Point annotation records
______

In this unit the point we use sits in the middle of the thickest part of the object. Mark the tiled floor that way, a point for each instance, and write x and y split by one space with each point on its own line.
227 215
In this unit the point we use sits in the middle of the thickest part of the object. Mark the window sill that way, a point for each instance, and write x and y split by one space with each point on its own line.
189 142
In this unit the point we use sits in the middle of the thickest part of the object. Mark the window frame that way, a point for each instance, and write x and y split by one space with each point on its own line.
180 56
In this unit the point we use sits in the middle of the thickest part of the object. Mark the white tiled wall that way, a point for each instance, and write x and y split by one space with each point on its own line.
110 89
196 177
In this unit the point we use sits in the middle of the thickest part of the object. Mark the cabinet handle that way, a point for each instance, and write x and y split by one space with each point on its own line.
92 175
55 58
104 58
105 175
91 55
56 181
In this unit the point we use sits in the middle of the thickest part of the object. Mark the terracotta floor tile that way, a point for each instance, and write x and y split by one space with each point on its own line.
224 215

______

Exercise goal
Write an exact transcription of every entry above.

Written response
In this unit the point we use sits in the middle of the thickest part of the object. Mark the tiled floor that way, a point for each instance, and write x and y split by one space with each point on its own line.
227 215
In this unit the point we use sits in the middle of the thickest part of the object. Mark the window sill that way, a point for each instance, and write x and y split by one space with each point on its own line.
189 142
In this unit the point we use sits in the middle of the thickest part of the object. Mark the window frame that way, a point for each instance, and write x and y split by one space with each point on its own line.
180 56
In this unit the point we use sits in the middle of the thickest part of the object. Mark the white tiled wall that way, a point for each instance, and write x and y split by one space with each point on its own line.
110 89
196 177
In this unit the point we use sits in the middle of the thickest part of the object. Mark the cabinet handle that way, a point for each instance, and write x and y split by one space with each point on its own line.
92 175
55 58
104 58
105 175
91 55
56 181
In this unit the point we use sits in the middle of the thickest part of the object. Mark the terracotta floor tile that way, a point for each instance, and write x and y split by one space with each point on its own line.
224 215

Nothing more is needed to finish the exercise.